§ **Task brief**:
Of the lines below, write out exactly those from the line with "For the site audit, find each instance of the red parked" through the line with "For the site audit, find each instance of the car wheel", both included, and skip the rest.

§ **Record excerpts**:
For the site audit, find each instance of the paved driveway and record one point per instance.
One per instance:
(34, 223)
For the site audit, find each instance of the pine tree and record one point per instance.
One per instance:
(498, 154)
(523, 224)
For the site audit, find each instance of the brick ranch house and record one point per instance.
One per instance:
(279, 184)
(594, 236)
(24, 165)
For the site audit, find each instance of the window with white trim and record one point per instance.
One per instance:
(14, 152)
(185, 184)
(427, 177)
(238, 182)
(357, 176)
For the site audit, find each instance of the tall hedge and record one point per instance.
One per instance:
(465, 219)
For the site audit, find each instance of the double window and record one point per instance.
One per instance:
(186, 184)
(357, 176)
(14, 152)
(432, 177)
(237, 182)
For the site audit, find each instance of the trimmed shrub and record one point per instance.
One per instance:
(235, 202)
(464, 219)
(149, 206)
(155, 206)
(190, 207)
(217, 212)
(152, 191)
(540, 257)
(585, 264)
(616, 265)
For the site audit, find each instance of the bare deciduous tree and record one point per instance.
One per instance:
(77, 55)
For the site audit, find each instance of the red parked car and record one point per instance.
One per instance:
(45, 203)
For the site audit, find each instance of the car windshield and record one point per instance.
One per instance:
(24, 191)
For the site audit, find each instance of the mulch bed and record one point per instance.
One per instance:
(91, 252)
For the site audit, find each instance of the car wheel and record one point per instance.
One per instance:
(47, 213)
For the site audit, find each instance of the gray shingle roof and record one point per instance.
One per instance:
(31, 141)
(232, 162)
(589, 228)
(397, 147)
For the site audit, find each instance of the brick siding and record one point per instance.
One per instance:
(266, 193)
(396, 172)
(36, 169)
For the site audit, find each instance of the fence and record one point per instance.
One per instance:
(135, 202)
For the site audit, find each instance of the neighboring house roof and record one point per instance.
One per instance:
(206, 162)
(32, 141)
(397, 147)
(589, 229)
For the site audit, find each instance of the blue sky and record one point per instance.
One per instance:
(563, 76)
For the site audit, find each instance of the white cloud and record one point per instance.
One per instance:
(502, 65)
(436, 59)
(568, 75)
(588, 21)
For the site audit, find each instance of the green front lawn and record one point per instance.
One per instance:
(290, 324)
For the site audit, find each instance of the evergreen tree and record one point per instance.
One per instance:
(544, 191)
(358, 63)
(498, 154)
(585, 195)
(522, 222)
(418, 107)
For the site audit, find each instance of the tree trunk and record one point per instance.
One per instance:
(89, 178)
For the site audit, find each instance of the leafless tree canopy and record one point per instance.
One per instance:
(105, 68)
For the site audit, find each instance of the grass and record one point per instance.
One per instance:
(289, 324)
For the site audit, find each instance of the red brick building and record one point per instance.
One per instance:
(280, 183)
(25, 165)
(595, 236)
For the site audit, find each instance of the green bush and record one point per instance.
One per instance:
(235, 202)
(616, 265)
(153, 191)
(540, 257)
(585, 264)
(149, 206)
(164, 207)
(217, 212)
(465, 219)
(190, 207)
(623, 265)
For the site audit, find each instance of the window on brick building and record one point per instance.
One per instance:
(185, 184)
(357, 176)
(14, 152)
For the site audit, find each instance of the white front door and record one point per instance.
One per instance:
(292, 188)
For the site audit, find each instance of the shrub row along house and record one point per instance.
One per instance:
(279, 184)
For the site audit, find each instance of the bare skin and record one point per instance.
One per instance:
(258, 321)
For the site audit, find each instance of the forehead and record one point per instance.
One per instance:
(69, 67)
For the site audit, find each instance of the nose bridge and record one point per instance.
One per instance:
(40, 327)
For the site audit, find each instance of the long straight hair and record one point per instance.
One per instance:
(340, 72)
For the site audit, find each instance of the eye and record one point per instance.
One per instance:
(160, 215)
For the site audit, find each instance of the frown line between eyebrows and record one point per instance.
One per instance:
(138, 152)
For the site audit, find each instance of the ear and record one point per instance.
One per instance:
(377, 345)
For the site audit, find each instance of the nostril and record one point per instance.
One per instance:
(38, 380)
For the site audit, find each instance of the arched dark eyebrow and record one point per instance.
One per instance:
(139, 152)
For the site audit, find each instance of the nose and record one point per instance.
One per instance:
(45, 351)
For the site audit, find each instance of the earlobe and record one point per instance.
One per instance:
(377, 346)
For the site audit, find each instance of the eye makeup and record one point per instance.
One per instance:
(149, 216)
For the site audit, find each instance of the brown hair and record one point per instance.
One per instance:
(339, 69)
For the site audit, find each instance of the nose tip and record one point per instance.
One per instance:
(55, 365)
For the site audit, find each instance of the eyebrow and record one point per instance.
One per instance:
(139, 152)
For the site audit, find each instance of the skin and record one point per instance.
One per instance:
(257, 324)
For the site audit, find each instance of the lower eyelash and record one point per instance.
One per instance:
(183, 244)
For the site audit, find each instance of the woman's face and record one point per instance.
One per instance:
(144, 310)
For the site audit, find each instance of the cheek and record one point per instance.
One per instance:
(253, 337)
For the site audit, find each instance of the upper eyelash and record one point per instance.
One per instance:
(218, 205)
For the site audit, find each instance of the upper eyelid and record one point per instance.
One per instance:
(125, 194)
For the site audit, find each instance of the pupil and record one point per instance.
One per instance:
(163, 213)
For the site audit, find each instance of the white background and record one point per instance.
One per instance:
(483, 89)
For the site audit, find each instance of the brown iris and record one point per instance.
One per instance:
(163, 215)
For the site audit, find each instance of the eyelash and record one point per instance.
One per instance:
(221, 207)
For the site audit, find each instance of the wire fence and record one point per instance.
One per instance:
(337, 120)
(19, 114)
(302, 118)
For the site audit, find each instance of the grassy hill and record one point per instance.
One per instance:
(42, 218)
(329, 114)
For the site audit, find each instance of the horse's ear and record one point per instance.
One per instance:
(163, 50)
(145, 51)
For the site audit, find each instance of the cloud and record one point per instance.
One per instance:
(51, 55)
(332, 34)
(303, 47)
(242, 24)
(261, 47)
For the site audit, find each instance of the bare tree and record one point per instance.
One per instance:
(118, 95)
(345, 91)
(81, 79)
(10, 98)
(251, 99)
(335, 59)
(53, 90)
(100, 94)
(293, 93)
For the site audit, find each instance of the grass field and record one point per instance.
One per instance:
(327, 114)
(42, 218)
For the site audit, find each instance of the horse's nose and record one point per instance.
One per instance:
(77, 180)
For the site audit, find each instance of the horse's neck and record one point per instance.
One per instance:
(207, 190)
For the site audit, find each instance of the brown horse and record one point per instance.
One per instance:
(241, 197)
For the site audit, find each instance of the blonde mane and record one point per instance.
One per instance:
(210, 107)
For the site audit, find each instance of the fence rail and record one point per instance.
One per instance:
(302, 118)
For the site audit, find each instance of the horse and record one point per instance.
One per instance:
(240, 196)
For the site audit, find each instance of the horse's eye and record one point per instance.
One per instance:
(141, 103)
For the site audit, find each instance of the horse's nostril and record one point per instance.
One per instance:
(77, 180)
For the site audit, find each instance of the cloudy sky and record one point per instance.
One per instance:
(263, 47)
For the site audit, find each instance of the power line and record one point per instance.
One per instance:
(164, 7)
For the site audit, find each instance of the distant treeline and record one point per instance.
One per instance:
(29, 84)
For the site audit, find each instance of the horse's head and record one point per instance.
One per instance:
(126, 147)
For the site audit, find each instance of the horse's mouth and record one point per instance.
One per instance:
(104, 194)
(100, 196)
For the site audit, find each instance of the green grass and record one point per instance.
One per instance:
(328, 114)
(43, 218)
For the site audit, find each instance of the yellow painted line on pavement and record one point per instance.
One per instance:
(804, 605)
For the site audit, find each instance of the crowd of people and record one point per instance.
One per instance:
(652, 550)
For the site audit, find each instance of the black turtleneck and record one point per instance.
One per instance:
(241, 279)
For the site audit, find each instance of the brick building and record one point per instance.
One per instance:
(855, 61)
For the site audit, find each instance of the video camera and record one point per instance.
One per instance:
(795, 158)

§ **Answer box**:
For the site audit, find each instance of the red parked car and record one point per instance.
One per instance:
(45, 203)
For the site audit, find each instance of the car windshield and record one point per instance.
One per instance:
(24, 191)
For the site audit, find each instance of the mulch bed and record one point per instance.
One per instance:
(91, 252)
For the site audit, find each instance of the car wheel and record one point per instance.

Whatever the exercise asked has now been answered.